#### STORED RECORDS
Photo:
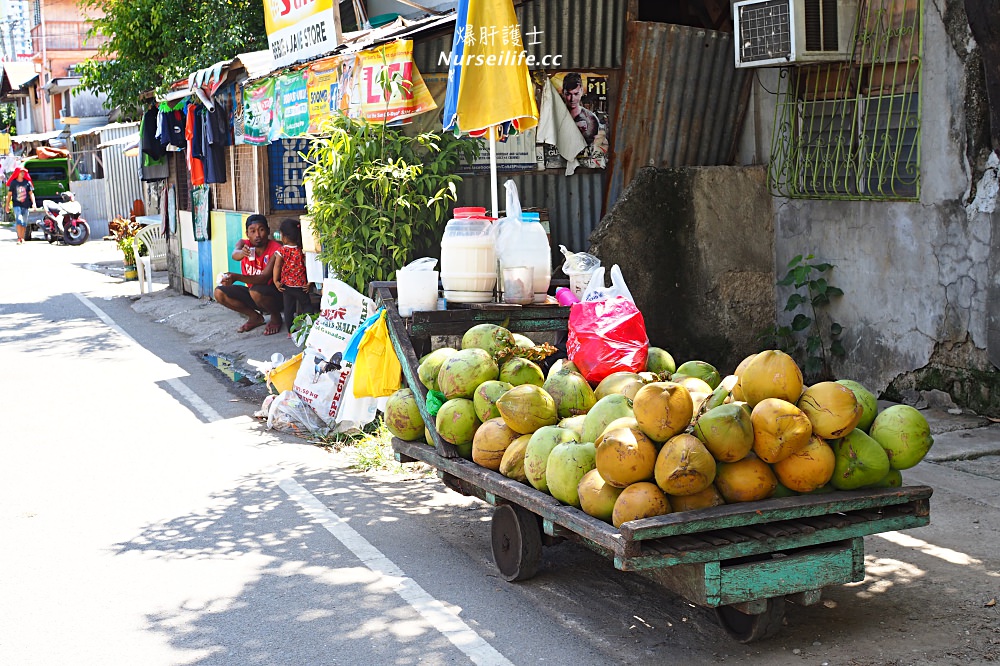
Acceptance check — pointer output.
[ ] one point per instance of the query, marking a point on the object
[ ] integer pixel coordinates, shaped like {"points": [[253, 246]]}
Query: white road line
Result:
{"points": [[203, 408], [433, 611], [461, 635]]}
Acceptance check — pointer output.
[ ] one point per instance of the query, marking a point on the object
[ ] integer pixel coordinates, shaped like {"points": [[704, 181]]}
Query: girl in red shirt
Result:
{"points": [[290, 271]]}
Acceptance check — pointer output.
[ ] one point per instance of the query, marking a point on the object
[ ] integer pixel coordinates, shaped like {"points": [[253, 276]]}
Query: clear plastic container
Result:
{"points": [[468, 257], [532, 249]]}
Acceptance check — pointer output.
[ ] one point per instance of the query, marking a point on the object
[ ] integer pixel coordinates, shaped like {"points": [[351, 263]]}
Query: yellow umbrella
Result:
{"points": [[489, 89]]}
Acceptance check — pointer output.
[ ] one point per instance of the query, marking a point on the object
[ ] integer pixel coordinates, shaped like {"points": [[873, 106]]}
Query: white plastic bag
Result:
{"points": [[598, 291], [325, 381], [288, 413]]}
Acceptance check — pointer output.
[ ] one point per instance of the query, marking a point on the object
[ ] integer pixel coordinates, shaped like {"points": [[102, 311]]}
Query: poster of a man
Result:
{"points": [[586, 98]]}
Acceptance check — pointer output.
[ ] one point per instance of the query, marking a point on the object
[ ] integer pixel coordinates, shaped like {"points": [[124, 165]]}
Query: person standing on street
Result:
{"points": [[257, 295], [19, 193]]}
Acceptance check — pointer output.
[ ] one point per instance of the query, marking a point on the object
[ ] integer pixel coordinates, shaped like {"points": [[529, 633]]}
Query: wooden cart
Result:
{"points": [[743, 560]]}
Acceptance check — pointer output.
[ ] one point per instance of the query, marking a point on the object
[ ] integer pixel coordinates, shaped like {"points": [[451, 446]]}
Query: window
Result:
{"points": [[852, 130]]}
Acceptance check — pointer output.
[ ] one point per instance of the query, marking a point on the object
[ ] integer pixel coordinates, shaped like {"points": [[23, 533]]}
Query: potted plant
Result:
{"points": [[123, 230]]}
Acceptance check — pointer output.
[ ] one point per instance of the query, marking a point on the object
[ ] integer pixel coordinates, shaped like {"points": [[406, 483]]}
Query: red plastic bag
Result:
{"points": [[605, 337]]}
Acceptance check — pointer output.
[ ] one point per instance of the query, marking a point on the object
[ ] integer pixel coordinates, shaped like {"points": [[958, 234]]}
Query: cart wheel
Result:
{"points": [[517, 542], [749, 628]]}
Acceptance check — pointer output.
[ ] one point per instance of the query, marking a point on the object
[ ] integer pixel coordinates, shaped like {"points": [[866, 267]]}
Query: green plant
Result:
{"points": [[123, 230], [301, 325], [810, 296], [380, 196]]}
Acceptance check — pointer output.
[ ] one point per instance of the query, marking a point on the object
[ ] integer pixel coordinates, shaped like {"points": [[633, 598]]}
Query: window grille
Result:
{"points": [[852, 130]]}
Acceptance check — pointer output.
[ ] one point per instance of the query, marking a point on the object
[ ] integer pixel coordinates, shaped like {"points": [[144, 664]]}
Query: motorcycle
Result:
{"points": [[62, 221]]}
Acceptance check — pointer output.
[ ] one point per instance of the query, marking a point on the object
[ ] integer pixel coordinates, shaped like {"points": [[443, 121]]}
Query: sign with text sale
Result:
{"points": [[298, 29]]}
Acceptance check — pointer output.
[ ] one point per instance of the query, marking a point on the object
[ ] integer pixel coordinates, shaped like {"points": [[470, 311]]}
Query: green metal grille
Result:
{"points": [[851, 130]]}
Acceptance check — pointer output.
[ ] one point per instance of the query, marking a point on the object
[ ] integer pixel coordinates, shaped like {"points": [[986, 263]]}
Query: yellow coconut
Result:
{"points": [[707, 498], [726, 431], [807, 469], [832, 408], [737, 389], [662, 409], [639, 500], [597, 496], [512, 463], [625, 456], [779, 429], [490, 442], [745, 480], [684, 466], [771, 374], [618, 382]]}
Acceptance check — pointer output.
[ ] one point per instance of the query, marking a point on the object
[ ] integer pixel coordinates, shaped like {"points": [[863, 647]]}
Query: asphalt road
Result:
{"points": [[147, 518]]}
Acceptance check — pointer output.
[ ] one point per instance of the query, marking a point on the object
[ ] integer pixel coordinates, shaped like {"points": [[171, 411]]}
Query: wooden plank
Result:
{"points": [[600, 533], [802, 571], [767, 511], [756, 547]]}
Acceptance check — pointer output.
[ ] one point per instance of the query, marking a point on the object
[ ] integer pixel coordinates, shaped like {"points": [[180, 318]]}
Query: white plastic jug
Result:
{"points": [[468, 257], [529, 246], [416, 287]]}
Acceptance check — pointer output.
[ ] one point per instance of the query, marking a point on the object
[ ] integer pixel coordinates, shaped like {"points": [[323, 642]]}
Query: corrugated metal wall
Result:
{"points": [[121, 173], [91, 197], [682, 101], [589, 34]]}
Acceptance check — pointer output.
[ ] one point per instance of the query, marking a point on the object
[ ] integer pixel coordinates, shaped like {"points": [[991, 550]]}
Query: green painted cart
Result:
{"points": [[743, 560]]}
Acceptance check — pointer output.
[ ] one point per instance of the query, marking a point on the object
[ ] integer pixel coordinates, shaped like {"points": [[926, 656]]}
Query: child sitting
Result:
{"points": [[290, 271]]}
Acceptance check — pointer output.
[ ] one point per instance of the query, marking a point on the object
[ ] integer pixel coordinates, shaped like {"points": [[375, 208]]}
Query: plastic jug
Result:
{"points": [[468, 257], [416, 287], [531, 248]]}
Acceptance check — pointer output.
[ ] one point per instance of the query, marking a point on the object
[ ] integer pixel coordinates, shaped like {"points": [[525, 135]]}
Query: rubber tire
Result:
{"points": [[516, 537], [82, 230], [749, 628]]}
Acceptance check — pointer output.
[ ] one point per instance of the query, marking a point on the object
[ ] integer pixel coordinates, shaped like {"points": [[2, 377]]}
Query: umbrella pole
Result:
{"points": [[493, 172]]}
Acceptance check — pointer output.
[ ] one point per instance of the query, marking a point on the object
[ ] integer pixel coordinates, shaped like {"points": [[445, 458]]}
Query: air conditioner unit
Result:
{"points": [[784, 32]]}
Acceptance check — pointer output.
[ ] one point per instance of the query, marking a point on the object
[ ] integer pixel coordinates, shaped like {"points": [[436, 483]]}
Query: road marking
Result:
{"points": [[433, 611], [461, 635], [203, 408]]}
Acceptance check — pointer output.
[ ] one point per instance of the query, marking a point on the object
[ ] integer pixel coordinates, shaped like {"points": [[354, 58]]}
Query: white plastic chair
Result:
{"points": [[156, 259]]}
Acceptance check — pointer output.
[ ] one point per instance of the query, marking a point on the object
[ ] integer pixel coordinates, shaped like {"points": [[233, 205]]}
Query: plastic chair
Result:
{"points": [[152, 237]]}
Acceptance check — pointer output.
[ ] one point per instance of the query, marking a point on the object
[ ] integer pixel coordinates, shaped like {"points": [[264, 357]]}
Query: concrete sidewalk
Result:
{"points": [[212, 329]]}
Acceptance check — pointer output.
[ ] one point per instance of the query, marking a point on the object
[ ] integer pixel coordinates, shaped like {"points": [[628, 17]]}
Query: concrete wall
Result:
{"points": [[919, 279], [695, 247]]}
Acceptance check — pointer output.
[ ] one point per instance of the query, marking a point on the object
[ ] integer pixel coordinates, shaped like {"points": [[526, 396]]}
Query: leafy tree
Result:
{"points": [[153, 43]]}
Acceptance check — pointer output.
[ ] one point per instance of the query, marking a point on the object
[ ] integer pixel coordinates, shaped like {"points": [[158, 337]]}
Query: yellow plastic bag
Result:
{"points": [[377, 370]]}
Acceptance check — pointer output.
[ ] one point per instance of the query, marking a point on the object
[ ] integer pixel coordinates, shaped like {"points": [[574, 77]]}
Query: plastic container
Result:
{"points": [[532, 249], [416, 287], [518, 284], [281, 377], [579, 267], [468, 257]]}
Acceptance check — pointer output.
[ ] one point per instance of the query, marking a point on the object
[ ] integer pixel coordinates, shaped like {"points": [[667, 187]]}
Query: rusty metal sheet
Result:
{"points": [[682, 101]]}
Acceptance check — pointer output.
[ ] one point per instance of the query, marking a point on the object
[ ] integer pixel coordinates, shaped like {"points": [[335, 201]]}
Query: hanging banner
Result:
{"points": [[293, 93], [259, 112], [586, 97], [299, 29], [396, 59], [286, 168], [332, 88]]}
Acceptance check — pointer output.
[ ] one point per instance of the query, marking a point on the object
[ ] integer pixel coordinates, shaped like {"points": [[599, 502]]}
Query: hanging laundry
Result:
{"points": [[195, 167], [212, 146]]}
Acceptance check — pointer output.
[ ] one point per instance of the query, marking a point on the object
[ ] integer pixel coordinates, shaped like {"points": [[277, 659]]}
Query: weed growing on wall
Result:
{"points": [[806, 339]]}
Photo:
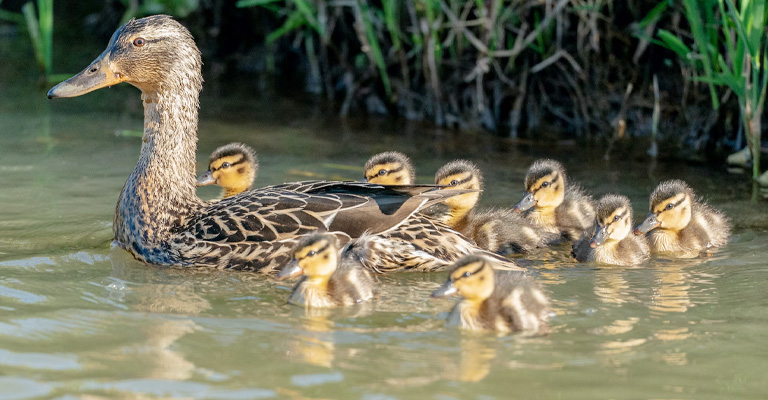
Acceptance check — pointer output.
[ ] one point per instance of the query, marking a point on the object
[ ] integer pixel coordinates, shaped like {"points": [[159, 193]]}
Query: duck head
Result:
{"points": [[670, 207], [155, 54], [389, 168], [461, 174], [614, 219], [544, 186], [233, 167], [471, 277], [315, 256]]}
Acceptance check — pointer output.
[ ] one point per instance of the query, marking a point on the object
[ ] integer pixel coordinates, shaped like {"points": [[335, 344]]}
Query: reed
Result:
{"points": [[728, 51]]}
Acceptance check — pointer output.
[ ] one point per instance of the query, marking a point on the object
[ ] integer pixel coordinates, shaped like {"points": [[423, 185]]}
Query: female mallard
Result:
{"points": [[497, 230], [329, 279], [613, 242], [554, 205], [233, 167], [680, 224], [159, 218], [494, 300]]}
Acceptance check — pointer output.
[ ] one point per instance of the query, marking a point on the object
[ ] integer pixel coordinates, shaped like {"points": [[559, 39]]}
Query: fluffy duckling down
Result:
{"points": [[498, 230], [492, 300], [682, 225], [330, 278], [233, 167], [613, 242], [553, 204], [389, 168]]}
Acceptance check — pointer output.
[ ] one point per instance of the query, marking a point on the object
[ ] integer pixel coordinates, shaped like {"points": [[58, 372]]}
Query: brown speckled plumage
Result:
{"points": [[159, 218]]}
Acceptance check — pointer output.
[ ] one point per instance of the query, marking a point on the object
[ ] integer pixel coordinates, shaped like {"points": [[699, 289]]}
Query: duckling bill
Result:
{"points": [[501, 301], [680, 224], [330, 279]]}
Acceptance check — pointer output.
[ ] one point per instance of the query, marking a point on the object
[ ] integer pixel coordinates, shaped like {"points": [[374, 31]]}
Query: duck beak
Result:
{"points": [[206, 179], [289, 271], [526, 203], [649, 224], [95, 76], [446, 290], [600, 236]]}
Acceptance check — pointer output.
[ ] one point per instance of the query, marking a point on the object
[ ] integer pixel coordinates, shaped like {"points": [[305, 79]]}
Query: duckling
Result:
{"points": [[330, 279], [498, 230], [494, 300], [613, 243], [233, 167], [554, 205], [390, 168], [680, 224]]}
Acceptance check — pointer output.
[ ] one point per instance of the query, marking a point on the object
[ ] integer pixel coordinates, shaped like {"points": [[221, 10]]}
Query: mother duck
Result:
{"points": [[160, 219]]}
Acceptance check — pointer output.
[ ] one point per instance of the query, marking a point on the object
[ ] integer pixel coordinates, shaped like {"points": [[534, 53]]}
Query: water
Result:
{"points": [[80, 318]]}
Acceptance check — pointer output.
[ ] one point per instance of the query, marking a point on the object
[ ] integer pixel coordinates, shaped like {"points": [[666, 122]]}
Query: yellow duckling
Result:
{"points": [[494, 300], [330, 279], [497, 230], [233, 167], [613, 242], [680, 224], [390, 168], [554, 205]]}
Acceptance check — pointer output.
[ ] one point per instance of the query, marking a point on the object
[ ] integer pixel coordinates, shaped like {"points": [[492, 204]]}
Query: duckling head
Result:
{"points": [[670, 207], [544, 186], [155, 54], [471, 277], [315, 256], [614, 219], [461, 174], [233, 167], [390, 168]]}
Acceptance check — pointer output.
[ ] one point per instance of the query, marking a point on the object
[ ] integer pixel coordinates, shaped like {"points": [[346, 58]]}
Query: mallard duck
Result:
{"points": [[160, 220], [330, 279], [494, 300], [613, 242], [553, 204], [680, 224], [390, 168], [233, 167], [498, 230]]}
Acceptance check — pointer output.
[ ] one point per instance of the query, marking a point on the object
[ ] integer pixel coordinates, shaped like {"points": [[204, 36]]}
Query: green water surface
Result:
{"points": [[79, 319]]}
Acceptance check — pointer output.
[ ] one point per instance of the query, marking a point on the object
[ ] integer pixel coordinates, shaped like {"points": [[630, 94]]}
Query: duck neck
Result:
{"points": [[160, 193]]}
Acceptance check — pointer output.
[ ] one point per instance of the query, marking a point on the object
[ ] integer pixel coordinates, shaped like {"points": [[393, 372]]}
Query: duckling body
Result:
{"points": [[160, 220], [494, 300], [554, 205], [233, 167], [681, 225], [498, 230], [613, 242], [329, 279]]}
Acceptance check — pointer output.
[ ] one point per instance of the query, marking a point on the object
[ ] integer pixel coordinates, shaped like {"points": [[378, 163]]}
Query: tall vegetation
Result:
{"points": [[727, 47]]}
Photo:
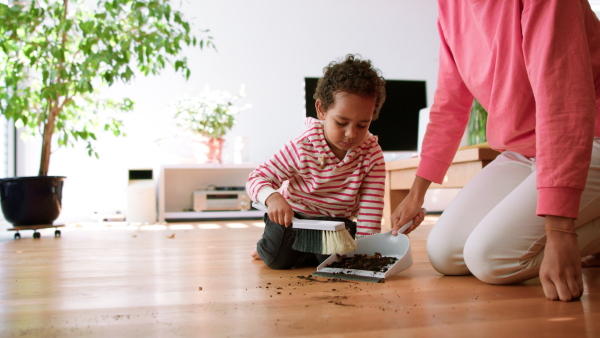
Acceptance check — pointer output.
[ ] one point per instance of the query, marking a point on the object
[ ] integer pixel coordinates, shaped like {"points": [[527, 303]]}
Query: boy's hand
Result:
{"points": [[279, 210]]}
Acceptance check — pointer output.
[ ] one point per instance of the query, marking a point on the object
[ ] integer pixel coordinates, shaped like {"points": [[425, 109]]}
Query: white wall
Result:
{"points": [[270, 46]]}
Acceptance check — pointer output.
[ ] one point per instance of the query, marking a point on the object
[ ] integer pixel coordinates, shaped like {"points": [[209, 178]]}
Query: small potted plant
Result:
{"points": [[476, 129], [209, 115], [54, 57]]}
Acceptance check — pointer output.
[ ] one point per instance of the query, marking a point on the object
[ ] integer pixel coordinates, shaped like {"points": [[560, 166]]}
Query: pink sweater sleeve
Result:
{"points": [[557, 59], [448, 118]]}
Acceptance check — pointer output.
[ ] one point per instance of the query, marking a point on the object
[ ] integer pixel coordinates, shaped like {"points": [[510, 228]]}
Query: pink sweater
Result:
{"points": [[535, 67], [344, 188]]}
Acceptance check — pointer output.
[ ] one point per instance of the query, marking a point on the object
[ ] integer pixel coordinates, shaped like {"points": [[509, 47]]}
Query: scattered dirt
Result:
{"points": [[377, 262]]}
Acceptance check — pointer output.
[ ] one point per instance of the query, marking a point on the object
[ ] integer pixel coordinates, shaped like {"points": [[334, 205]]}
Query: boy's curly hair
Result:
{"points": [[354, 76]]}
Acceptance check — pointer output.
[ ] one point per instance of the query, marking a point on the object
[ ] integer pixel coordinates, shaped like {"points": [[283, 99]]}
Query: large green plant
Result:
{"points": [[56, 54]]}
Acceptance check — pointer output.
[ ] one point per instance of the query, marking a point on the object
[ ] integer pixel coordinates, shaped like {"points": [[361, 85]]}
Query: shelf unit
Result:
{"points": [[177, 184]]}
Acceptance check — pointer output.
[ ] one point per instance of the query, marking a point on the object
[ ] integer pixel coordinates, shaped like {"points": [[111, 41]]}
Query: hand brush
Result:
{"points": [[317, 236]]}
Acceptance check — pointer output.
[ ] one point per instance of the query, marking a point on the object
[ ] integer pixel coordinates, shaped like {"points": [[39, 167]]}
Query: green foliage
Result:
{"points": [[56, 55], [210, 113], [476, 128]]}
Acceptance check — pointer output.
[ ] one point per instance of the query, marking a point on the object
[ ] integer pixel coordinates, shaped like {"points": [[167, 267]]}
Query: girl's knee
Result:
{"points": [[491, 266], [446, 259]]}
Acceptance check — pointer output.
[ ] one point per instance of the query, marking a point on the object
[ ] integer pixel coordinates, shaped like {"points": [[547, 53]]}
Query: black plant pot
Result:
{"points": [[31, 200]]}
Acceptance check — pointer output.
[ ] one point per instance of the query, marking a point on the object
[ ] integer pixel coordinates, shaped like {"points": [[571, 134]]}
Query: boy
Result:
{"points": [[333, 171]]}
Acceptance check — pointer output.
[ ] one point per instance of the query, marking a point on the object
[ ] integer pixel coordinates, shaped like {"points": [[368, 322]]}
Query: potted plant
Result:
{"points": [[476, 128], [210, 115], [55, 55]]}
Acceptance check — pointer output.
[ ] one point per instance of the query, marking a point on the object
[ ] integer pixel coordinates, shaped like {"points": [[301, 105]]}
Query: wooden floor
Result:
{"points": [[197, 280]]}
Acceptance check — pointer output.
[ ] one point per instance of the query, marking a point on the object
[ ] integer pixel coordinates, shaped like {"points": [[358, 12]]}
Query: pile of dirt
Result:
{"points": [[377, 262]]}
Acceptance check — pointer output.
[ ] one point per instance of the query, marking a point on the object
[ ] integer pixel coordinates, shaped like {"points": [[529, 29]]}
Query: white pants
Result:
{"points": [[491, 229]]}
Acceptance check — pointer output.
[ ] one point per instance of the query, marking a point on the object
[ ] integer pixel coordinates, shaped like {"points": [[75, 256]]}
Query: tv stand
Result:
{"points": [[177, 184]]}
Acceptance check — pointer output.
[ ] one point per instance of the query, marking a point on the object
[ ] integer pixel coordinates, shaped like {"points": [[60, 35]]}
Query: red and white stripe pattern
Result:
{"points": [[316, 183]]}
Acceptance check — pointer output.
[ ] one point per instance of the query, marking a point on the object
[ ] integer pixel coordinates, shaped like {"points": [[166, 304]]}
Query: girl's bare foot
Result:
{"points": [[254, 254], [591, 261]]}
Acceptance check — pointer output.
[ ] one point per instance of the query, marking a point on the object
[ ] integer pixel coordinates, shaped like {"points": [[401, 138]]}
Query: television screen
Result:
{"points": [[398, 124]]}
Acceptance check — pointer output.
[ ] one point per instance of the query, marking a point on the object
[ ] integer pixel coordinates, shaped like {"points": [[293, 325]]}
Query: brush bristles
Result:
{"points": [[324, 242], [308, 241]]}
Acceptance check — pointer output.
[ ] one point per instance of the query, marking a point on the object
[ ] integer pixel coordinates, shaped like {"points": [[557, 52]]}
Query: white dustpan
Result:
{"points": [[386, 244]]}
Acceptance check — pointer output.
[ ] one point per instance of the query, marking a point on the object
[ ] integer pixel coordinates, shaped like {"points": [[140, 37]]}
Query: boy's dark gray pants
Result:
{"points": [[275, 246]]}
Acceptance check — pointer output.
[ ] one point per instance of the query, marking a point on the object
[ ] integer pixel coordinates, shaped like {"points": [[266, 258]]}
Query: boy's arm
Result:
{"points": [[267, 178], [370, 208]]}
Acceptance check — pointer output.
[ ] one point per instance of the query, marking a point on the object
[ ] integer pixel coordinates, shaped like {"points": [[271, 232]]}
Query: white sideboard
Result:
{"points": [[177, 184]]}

#### INSTRUCTIONS TO FOLLOW
Gather every line of the records that contains the string "container", and copy each one out. Matching is case-sensitive.

#### FINAL RESULT
Query: clear plastic container
Query: plastic container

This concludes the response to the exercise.